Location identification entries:
****************

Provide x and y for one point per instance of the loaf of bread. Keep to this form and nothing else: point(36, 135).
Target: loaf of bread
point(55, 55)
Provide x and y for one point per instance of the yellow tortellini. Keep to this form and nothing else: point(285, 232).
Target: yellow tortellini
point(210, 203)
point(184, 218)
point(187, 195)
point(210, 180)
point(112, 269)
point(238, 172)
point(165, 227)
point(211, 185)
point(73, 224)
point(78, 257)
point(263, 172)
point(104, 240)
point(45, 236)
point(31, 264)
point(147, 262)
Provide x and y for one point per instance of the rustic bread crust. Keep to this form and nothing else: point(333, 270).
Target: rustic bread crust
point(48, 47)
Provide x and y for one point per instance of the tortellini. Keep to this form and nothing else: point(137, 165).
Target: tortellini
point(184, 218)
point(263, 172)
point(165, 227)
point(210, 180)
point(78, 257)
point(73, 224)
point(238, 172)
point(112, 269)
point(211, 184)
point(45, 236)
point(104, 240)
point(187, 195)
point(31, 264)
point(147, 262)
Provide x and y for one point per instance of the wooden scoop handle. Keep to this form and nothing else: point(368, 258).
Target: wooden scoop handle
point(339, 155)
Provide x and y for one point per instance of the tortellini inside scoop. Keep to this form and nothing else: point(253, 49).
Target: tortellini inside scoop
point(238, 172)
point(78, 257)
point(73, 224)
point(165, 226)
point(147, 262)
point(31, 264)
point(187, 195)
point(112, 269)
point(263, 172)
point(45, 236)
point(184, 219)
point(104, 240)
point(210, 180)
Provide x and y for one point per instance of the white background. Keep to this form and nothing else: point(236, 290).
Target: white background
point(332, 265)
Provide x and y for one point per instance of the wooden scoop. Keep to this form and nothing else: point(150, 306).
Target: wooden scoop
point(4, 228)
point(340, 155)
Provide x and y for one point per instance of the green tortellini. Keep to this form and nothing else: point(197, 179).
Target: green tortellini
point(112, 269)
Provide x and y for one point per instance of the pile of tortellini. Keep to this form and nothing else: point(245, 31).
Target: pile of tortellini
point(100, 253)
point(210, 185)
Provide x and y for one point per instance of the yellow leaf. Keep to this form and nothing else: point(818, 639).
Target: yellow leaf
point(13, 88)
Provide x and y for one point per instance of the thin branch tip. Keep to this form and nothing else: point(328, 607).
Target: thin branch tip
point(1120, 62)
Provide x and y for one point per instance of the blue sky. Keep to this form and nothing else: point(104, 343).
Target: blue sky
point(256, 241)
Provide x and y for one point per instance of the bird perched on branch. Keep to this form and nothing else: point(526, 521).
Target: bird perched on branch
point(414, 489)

****************

Written request
Recopy all the lines exactly as they appear.

Written reply
Provide x and y for one point per instance of the loaf of bread. Keep to this form and nothing else: point(36, 135).
Target: loaf of bread
point(55, 55)
Provide x and y for one point per instance of the yellow tortellini. Keep to this form and nothing else: point(285, 232).
Target: yellow tortellini
point(210, 203)
point(184, 218)
point(187, 195)
point(210, 180)
point(112, 269)
point(238, 172)
point(165, 227)
point(211, 185)
point(73, 224)
point(78, 257)
point(263, 172)
point(104, 240)
point(45, 236)
point(31, 264)
point(147, 262)
Provide x and y for one point per instance of the rustic bread crust. Keep to this form and nothing else: point(333, 270).
Target: rustic bread crust
point(48, 47)
Provide x and y for one point per instance of the tortellini. Keep to this form and nothing else: point(137, 165).
Target: tortellini
point(184, 218)
point(263, 172)
point(165, 227)
point(210, 180)
point(78, 257)
point(73, 224)
point(238, 172)
point(112, 269)
point(211, 184)
point(45, 236)
point(104, 240)
point(187, 195)
point(31, 264)
point(147, 262)
Provide x and y for one point per instance of the wooden scoop handle. Keep to this form and nothing else: point(368, 258).
Target: wooden scoop handle
point(339, 155)
Provide x and y for one point per instance of the tortellini inside scoop. Keep to this form and nothing else: point(253, 49).
Target: tortellini inside scoop
point(238, 172)
point(78, 257)
point(73, 224)
point(165, 226)
point(147, 262)
point(31, 264)
point(187, 195)
point(112, 269)
point(263, 172)
point(45, 236)
point(184, 219)
point(104, 240)
point(210, 180)
Provide x and y for one point per instance of the white background. Keep to this form and nothing else: point(236, 290).
Target: white background
point(332, 265)
Provide x and y for one point per instance of the wooden scoop. Keep to this form and nothing else: point(150, 306).
Target: wooden scoop
point(4, 228)
point(340, 155)
Provide x and y for one point per instance of the green tortellini. Keep to this form and nothing else: point(197, 179).
Target: green tortellini
point(112, 269)
Provide x and y for one point per instance of the pile of tortellini. Keep to this form and nothing else: point(245, 31).
Target: pile of tortellini
point(100, 253)
point(210, 185)
Provide x and y for one point per instance of the yellow leaf. Keep to this form and nothing else: point(818, 639).
Target: yellow leaf
point(13, 88)
Provide x and y for one point per instance of the thin branch tip. Keep to this form and nothing else: point(328, 607).
Target: thin branch tip
point(1120, 62)
Provide x and y for one point per instance of the blue sky. Keep to this form and nothing else: point(104, 343).
Target: blue sky
point(256, 241)
Provide x and y for one point per instance of the bird perched on branch. Keep to this form and nothing else: point(526, 521).
Target: bird perched on branch
point(414, 489)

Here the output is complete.